The prosecutor general’s office stated that although the sentence appeared lenient, it was the maximum possible as the crimes were committed before the new, tougher laws against sex offenders were passed.
Those laws, ratified in November, carry penalties of up to 25 years for sexual abuse of a minor. When serial paedophile Hussain Fazeel was sentenced to six years’ imprisonment for 39 counts of child sexual abuse, it was the highest sentence for such a crime in the Maldives and widely regarded as a landmark decision for the country.
Aishath Velezinee, a human rights campaigner on the judicial service commission said the he three year sentence was the maximum under the applicable law “and I do not believe the judge has been irresponsible or lenient.”
“The fact is that the criminal act took place before the new harsher laws [were in place], and he cannot be penalised in retrospective.”
However, she said, “As there is no public sex offender registry, it is in the public’s interest for the media and civil society to report and monitor these convicts and their movements after their release, to ensure community safety. Paedophiles do not reform after a two year stint in jail.”
Asked if the island community was concerned about a criminal like Irushaad being released back into the community so soon, Hassan Zakaria, a social service officer formerly from the Meemu Mulaku said the case “was probably reported because the island community was aware of the situation.”
“I believe that there is a lower possibility of something like this happening [again] on the island.”
══════
Can you reproduce the whole news excerpt on child abuse sentencing in the Maldives word for word? The material that comes next has nothing to do with this.

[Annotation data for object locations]
══════
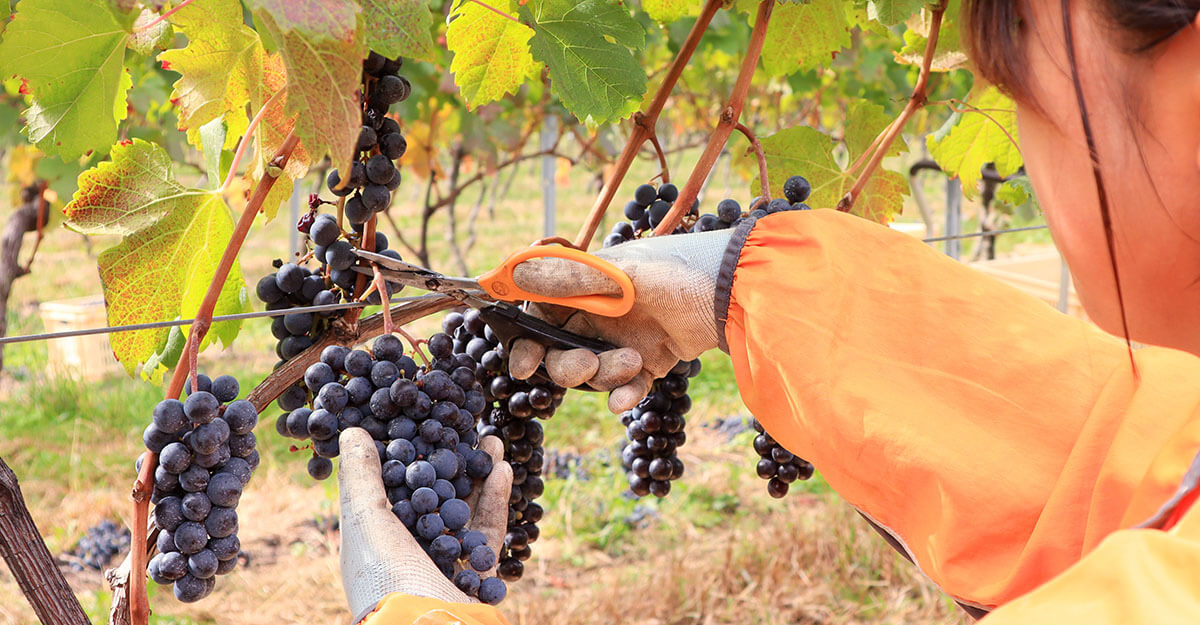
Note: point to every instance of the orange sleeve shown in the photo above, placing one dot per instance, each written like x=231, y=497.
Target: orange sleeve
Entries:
x=1133, y=577
x=997, y=439
x=399, y=608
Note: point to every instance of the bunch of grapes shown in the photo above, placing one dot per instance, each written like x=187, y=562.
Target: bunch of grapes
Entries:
x=514, y=413
x=373, y=176
x=97, y=547
x=651, y=205
x=207, y=454
x=655, y=431
x=777, y=464
x=423, y=420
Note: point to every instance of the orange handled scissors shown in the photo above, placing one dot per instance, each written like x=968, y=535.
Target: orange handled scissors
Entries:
x=498, y=283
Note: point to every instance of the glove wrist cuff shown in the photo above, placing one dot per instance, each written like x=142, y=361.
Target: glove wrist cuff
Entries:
x=725, y=277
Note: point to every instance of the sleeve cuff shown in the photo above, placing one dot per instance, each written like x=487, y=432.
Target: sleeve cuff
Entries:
x=725, y=277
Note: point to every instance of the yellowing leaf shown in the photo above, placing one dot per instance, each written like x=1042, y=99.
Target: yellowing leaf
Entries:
x=323, y=52
x=971, y=139
x=173, y=241
x=667, y=11
x=491, y=54
x=71, y=54
x=220, y=67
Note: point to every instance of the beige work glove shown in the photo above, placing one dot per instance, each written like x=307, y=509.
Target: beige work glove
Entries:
x=675, y=283
x=379, y=556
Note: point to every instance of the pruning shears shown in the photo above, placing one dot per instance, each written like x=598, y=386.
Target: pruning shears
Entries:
x=491, y=292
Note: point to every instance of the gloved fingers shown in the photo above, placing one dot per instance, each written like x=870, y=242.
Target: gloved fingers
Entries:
x=625, y=397
x=616, y=367
x=556, y=277
x=571, y=367
x=492, y=512
x=525, y=358
x=359, y=476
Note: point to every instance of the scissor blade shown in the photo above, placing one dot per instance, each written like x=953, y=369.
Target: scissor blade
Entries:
x=417, y=276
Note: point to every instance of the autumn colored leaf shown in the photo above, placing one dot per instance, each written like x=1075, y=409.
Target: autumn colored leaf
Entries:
x=399, y=28
x=587, y=46
x=323, y=53
x=173, y=239
x=491, y=54
x=220, y=68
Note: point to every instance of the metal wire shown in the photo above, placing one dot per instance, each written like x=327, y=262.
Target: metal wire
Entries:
x=988, y=233
x=343, y=306
x=131, y=328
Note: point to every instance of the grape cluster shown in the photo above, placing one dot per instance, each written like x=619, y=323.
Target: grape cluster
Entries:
x=777, y=464
x=651, y=205
x=654, y=430
x=207, y=454
x=97, y=547
x=373, y=175
x=514, y=413
x=423, y=420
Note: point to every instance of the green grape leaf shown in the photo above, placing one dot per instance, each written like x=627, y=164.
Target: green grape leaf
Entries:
x=323, y=53
x=985, y=133
x=173, y=239
x=667, y=11
x=949, y=53
x=894, y=11
x=587, y=46
x=220, y=67
x=399, y=28
x=802, y=36
x=491, y=54
x=809, y=152
x=72, y=56
x=145, y=40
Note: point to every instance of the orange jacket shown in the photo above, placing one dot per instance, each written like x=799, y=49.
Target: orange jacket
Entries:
x=1008, y=450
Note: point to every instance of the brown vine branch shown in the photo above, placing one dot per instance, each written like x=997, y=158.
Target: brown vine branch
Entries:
x=664, y=173
x=916, y=102
x=139, y=605
x=725, y=126
x=645, y=122
x=30, y=562
x=762, y=157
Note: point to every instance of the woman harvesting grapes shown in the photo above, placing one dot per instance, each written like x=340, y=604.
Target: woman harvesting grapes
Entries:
x=1033, y=467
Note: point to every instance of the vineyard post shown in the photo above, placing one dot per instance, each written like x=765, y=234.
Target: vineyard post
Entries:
x=726, y=125
x=645, y=122
x=138, y=601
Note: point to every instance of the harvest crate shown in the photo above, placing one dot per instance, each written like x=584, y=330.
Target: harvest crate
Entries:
x=89, y=358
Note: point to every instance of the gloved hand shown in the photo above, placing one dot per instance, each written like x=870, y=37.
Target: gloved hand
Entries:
x=675, y=283
x=379, y=556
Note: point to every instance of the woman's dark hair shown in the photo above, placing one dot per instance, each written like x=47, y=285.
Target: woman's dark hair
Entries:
x=994, y=41
x=993, y=34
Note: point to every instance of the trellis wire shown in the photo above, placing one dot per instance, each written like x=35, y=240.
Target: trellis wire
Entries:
x=131, y=328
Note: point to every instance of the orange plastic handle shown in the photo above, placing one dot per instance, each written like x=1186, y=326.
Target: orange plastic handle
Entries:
x=498, y=282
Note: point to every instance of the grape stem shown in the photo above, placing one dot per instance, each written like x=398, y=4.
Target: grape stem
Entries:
x=245, y=142
x=382, y=289
x=729, y=121
x=762, y=158
x=645, y=122
x=342, y=334
x=916, y=101
x=138, y=601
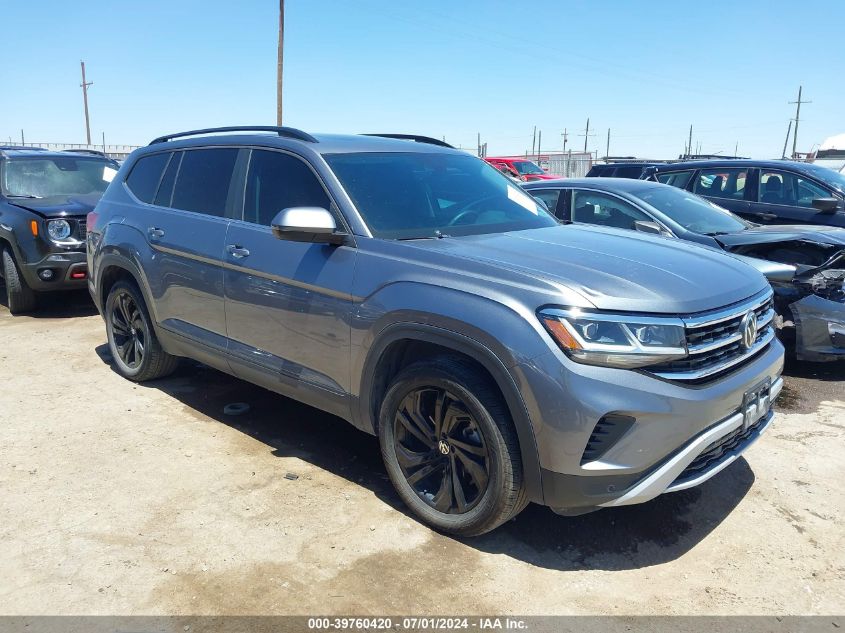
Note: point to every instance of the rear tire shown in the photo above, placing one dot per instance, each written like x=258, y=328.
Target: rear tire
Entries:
x=136, y=350
x=450, y=447
x=21, y=297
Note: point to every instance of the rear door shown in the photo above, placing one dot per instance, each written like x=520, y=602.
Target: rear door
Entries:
x=786, y=197
x=288, y=304
x=185, y=225
x=728, y=187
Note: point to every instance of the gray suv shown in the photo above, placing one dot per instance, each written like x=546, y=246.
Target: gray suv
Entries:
x=414, y=291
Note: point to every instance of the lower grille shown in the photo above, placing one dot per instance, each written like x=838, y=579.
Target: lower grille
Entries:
x=714, y=453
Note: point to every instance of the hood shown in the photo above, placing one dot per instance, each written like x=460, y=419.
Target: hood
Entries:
x=613, y=269
x=784, y=233
x=59, y=206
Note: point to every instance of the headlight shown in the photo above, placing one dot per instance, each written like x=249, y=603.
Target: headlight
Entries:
x=615, y=340
x=58, y=229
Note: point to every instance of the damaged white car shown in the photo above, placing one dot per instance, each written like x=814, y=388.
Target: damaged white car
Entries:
x=805, y=264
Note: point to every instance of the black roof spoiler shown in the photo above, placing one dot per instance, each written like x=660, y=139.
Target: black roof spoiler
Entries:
x=287, y=132
x=416, y=138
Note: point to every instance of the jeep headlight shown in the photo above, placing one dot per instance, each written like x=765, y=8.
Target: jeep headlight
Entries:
x=58, y=229
x=616, y=340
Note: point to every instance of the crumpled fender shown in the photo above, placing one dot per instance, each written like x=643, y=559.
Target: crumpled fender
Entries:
x=820, y=329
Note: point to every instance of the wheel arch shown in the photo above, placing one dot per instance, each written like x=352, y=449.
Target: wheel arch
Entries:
x=401, y=343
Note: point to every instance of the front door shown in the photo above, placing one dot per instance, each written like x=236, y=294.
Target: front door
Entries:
x=288, y=304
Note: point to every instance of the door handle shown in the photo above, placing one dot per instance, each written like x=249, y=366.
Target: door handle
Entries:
x=237, y=251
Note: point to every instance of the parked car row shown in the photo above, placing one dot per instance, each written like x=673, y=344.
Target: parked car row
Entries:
x=805, y=264
x=500, y=355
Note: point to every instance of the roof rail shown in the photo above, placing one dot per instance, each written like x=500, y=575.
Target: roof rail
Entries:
x=416, y=138
x=92, y=152
x=20, y=147
x=287, y=132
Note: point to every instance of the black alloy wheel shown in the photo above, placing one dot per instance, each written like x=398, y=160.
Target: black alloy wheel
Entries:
x=441, y=450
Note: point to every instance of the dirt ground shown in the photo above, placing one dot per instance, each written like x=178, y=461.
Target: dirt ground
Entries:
x=118, y=498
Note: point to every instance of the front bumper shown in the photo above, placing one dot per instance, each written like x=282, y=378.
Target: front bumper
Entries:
x=69, y=271
x=674, y=474
x=672, y=425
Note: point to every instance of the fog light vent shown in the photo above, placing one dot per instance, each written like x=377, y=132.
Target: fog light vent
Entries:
x=605, y=434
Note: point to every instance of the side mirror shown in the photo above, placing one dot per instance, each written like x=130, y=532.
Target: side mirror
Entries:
x=649, y=227
x=826, y=205
x=307, y=224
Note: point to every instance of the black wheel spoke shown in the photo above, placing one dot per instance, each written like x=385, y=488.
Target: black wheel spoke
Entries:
x=440, y=450
x=443, y=500
x=410, y=459
x=466, y=447
x=410, y=424
x=457, y=487
x=424, y=472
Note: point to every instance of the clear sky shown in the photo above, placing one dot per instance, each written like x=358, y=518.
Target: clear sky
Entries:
x=647, y=70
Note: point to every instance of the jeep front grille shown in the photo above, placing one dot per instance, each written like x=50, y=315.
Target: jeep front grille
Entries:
x=715, y=342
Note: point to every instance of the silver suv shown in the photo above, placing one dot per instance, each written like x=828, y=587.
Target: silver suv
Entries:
x=414, y=291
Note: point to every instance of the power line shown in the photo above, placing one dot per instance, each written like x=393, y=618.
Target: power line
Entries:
x=84, y=86
x=797, y=118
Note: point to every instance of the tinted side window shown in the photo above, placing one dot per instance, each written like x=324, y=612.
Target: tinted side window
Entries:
x=721, y=183
x=549, y=197
x=145, y=175
x=203, y=182
x=165, y=189
x=675, y=178
x=277, y=181
x=590, y=207
x=783, y=187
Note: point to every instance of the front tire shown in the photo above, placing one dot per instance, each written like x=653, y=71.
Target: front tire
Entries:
x=136, y=350
x=450, y=447
x=20, y=296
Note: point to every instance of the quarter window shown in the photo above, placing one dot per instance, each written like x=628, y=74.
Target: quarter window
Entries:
x=145, y=175
x=721, y=183
x=549, y=198
x=590, y=207
x=278, y=181
x=675, y=178
x=203, y=181
x=783, y=187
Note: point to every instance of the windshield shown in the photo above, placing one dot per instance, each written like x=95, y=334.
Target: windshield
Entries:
x=691, y=211
x=527, y=167
x=56, y=176
x=414, y=195
x=825, y=174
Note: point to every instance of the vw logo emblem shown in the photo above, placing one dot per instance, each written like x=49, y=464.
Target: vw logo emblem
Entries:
x=748, y=330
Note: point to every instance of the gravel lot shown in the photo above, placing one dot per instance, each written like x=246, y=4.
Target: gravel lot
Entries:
x=118, y=498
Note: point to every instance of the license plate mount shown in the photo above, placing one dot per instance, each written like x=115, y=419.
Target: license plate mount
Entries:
x=756, y=403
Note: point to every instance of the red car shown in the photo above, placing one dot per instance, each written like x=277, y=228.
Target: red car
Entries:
x=522, y=168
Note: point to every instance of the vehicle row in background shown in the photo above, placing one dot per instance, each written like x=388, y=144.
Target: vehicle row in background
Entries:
x=805, y=264
x=44, y=199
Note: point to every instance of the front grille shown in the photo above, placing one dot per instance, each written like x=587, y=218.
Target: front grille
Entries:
x=718, y=450
x=715, y=345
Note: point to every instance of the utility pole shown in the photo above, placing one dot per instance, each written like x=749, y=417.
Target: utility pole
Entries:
x=539, y=142
x=797, y=117
x=280, y=63
x=786, y=140
x=85, y=85
x=587, y=134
══════
- _Solution for this exercise_:
The prosecutor general’s office stated that although the sentence appeared lenient, it was the maximum possible as the crimes were committed before the new, tougher laws against sex offenders were passed.
Those laws, ratified in November, carry penalties of up to 25 years for sexual abuse of a minor. When serial paedophile Hussain Fazeel was sentenced to six years’ imprisonment for 39 counts of child sexual abuse, it was the highest sentence for such a crime in the Maldives and widely regarded as a landmark decision for the country.
Aishath Velezinee, a human rights campaigner on the judicial service commission said the he three year sentence was the maximum under the applicable law “and I do not believe the judge has been irresponsible or lenient.”
“The fact is that the criminal act took place before the new harsher laws [were in place], and he cannot be penalised in retrospective.”
However, she said, “As there is no public sex offender registry, it is in the public’s interest for the media and civil society to report and monitor these convicts and their movements after their release, to ensure community safety. Paedophiles do not reform after a two year stint in jail.”
Asked if the island community was concerned about a criminal like Irushaad being released back into the community so soon, Hassan Zakaria, a social service officer formerly from the Meemu Mulaku said the case “was probably reported because the island community was aware of the situation.”
“I believe that there is a lower possibility of something like this happening [again] on the island.”